- Directions: Every entry must be copied word for word.

- Stored data entries:
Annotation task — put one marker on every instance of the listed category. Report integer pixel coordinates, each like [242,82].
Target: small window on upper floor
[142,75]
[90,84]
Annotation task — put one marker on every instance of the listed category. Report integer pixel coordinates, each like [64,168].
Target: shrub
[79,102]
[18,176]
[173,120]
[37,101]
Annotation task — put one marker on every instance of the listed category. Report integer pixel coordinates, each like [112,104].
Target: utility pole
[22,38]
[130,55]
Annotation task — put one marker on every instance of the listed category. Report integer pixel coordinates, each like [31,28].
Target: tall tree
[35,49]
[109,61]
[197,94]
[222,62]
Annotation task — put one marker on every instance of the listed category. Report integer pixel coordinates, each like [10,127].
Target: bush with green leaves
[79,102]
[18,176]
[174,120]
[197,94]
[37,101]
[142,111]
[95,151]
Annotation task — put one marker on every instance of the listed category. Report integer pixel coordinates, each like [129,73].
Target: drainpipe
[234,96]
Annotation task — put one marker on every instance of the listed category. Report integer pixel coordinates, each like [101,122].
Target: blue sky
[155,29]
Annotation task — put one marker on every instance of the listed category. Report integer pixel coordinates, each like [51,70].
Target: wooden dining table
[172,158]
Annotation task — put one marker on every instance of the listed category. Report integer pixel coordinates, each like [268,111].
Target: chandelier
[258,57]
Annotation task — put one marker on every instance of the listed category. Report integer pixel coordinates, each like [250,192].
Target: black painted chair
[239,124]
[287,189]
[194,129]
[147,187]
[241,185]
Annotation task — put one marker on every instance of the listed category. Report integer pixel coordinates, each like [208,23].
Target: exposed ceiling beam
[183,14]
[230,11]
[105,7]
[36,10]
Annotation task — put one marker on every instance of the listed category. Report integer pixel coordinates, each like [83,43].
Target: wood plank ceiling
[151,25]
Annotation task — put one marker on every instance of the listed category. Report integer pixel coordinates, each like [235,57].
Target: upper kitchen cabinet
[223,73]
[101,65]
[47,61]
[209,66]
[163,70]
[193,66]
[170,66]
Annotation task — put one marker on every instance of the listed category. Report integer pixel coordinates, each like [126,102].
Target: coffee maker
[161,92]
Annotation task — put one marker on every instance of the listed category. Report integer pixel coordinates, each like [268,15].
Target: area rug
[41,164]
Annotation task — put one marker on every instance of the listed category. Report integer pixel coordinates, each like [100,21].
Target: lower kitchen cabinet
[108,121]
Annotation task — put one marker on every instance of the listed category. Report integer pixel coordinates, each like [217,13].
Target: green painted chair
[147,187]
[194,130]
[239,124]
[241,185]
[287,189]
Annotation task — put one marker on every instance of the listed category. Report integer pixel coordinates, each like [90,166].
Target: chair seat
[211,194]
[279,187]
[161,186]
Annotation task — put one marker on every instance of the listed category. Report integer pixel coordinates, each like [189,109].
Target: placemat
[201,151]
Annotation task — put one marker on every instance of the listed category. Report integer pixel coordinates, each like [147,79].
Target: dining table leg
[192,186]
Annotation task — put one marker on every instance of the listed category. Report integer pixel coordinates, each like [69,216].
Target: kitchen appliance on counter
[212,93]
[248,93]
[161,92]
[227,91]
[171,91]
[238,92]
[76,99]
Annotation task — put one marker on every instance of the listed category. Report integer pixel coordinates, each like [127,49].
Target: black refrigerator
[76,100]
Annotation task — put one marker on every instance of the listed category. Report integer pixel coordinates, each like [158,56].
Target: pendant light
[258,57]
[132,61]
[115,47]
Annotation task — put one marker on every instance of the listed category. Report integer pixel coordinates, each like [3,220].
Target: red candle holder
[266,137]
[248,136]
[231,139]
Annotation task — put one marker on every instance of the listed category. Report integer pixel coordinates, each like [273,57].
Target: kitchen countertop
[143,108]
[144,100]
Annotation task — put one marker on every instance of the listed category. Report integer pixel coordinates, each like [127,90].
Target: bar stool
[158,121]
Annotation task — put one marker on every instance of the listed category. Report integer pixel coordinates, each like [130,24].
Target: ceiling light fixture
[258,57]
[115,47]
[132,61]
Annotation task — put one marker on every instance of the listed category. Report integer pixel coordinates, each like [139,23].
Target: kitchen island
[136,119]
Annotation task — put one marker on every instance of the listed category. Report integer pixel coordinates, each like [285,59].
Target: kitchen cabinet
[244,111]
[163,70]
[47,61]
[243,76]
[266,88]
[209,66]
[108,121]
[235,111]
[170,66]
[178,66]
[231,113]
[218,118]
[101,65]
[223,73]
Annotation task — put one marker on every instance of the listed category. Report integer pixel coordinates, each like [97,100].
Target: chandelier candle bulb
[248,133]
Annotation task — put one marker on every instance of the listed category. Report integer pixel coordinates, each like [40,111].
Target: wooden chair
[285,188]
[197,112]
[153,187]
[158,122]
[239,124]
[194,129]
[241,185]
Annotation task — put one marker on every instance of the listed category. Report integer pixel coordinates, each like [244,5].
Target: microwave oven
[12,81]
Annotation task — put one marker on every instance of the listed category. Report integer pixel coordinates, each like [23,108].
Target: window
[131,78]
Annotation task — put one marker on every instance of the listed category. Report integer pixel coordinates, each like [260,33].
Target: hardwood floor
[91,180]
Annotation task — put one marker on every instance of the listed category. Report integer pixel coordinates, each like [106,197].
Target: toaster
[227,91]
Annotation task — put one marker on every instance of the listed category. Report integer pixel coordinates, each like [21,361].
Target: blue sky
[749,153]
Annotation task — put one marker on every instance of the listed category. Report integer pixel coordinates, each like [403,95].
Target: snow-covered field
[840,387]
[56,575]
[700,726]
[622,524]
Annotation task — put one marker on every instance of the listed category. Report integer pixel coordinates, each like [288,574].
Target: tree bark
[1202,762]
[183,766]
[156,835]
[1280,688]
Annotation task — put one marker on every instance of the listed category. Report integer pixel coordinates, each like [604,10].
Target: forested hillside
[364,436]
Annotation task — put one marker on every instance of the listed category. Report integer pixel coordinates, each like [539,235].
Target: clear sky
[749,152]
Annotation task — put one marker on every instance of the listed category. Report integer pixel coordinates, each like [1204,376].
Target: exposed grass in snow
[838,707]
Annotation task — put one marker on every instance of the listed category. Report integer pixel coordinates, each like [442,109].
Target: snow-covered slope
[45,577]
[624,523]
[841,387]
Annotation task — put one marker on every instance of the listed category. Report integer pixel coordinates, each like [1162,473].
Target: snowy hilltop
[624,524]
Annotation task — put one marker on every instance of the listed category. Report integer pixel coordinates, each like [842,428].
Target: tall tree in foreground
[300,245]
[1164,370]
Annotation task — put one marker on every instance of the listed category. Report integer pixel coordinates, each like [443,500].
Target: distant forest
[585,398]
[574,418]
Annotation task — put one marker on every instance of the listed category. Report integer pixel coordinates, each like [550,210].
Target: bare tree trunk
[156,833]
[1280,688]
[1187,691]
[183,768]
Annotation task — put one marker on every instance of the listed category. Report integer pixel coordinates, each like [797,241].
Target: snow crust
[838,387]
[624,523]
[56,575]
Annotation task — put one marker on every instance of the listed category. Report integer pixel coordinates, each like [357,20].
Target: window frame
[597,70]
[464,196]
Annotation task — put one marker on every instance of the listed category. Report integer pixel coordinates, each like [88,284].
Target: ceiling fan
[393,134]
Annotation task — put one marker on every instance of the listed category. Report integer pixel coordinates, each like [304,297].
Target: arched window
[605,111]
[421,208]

- Solved exercise:
Annotation task — put one marker on every instance of the listed category. Report integer pixel coordinates, each like [242,82].
Target: small window on upper floor
[142,75]
[90,84]
Annotation task — put one marker on every instance of the listed category. Report integer pixel coordinates, each like [64,168].
Target: shrub
[79,102]
[18,176]
[173,120]
[37,101]
Annotation task — put one marker on every instance of the listed category. Report integer pixel coordinates, each like [112,104].
Target: utility pole
[22,38]
[130,55]
Annotation task — put one marker on every instance of the listed category. Report integer pixel coordinates, each like [31,28].
Target: tall tree
[35,49]
[109,61]
[197,94]
[222,62]
Annotation task — put one marker on every instance of the listed category. Report integer pixel coordinates, each like [10,127].
Target: bush with green leaves
[79,102]
[18,176]
[174,120]
[197,94]
[37,101]
[142,111]
[95,151]
Annotation task — put one marker on every instance of the listed category. Report integer pixel coordinates, each like [129,73].
Target: drainpipe
[234,96]
Annotation task — put one marker on every instance of the listed category. Report integer pixel coordinates, each like [101,122].
Target: blue sky
[155,29]
Annotation task — put one marker on every instance of the listed category. Report integer pixel coordinates, each like [51,70].
Target: wooden dining table
[172,158]
Annotation task — put one marker on every instance of the listed category. Report integer pixel coordinates, each like [268,111].
Target: chandelier
[258,57]
Annotation task — put one marker on every instance of the listed category. Report integer pixel coordinates, each like [250,192].
Target: black painted chair
[239,124]
[287,189]
[194,129]
[147,187]
[241,185]
Annotation task — put one marker on every instance of the listed category. Report integer pixel coordinates, each like [208,23].
Target: exposed ceiling beam
[183,14]
[230,11]
[105,7]
[36,10]
Annotation task — put one marker on every instance of the listed category. Report integer pixel coordinates, each like [83,43].
Target: wood plank ceiling
[151,25]
Annotation task — put one marker on every instance of the listed category. Report integer pixel coordinates, each like [235,57].
Target: upper kitchen cabinet
[223,73]
[101,65]
[47,61]
[209,66]
[163,70]
[193,66]
[170,66]
Annotation task — put one marker on every instance of the listed category. Report integer pixel coordinates, each like [126,102].
Target: coffee maker
[161,92]
Annotation task — put one marker on every instance of the listed category. Report integer pixel coordinates, each like [268,15].
Target: area rug
[41,164]
Annotation task — put one marker on every instance of the listed category. Report integer pixel coordinates, each like [100,21].
Target: lower kitchen cabinet
[108,121]
Annotation task — put one marker on every instance of the listed category. Report integer pixel coordinates, each like [217,13].
Target: green painted chair
[147,187]
[194,130]
[239,124]
[241,185]
[287,189]
Annotation task — put one marker on every instance of the listed category. Report integer pixel coordinates, each like [90,166].
Target: chair seat
[211,194]
[279,187]
[161,186]
Annotation task — put one marker on every instance of the listed category. Report integer pixel coordinates, each like [189,109].
Target: placemat
[201,151]
Annotation task — put one marker on every instance of the listed category. Report integer pixel coordinates, each like [147,79].
Target: dining table leg
[192,186]
Annotation task — put one marker on every instance of the listed category. Report integer pixel coordinates, each like [69,216].
Target: kitchen appliance on counter
[212,93]
[248,93]
[161,92]
[227,91]
[171,91]
[238,92]
[76,99]
Annotation task — put one marker on every instance of the listed category. Report integer pixel coordinates, each like [127,49].
Target: black refrigerator
[76,100]
Annotation task — put one marker on every instance of the listed category. Report integer pixel coordinates, each like [158,56].
Target: pendant light
[258,57]
[132,61]
[115,47]
Annotation task — put one marker on every instance of the listed category. Report integer pixel coordinates, each like [3,220].
Target: red candle holder
[266,137]
[248,136]
[231,139]
Annotation task — put one marker on every instance of the listed category. Report integer pixel coordinates, each like [273,57].
Target: kitchen countertop
[143,108]
[144,100]
Annotation task — put one marker on every instance of the listed category. Report integer pixel coordinates, each like [127,90].
Target: bar stool
[158,121]
Annotation task — put one marker on every instance of the listed category. Report integer pixel coordinates, each like [130,24].
Target: ceiling light fixture
[258,57]
[115,47]
[132,61]
Annotation task — put one marker on every instance of the listed category. Report integer pixel coordinates, each like [139,23].
Target: kitchen island
[136,119]
Annotation task — put one marker on every instance of the listed category. Report integer pixel coordinates, each like [285,59].
Target: kitchen cabinet
[244,111]
[163,70]
[47,61]
[243,76]
[266,88]
[209,66]
[108,121]
[235,111]
[170,66]
[178,66]
[231,113]
[218,118]
[101,65]
[223,73]
Annotation task — put one marker on every instance of the listed category. Report integer pixel coordinates, each like [97,100].
Target: chandelier candle bulb
[248,133]
Annotation task — put one marker on every instance of the listed category. Report integer pixel coordinates, each like [40,111].
Target: wooden chair
[285,188]
[197,112]
[153,187]
[158,122]
[239,124]
[194,129]
[241,185]
Annotation task — put one marker on every instance of the listed category. Report integer pixel coordinates, each like [244,5].
Target: microwave oven
[12,81]
Annotation task — put one marker on every instance of the listed category. Report integer pixel coordinates, each like [23,108].
Target: window
[131,78]
Annotation task — put one marker on every instance of the listed category. Report integer pixel coordinates, each like [260,33].
Target: hardwood floor
[91,180]
Annotation task — put one marker on every instance of the listed category. Report integer pixel coordinates, each like [106,197].
Target: toaster
[227,91]
Annotation task — put one marker on every instance of the listed category. Report integer pixel coordinates, each like [21,361].
Target: blue sky
[749,153]
Annotation task — put one marker on every instance of the listed category. Report integer pixel coordinates, each like [403,95].
Target: snow-covered field
[840,387]
[56,575]
[700,726]
[622,524]
Annotation task — put one marker on every instance of the listed category. Report integer pixel coordinates, each like [288,574].
Target: tree bark
[1202,762]
[183,766]
[156,835]
[1280,688]
Annotation task — put one marker on every instance of the listed category. Report integer pixel coordinates, each like [604,10].
Target: forested hillside
[364,436]
Annotation task — put one marker on every instance of the listed category. Report integer pixel coordinates, each like [539,235].
Target: clear sky
[749,152]
Annotation task — put one marker on every instance of the listed category. Report integer pixel coordinates, each like [1204,376].
Target: exposed grass in snow
[838,707]
Annotation task — put one marker on every instance of the listed category. Report integer pixel coordinates, each like [442,109].
Target: snow-covered slope
[45,577]
[624,523]
[841,387]
Annotation task — put one marker on every instance of the listed category. Report integer pixel coordinates, each like [1162,473].
Target: snowy hilltop
[624,524]
Annotation task — put one marker on every instance of the listed category. Report integer pixel coordinates, each like [842,428].
Target: tall tree in foreground
[300,245]
[1164,370]
Annotation task — put one marker on every instance of the listed category. Report integer pixel coordinates, each like [443,500].
Target: distant forest
[585,398]
[574,418]
Annotation task — put one marker on every instance of the listed category. Report integer pixel coordinates, each like [550,210].
Target: bare tree trunk
[156,833]
[1280,688]
[1187,691]
[183,768]
Annotation task — put one marker on every instance of the listed category. Report integer pixel coordinates, each like [797,241].
Target: snow crust
[838,387]
[624,523]
[56,575]
Annotation task — put one marker on every instance of the listed category. Report integer pixel coordinates, each like [357,20].
Target: window frame
[597,70]
[464,196]
Annotation task — put one marker on every instance of the listed category. Report integer pixel coordinates, each like [88,284].
Target: ceiling fan
[393,134]
Annotation task — put one marker on every instance of the listed category. Report integer pixel coordinates, each like [304,297].
Target: arched window
[605,111]
[421,208]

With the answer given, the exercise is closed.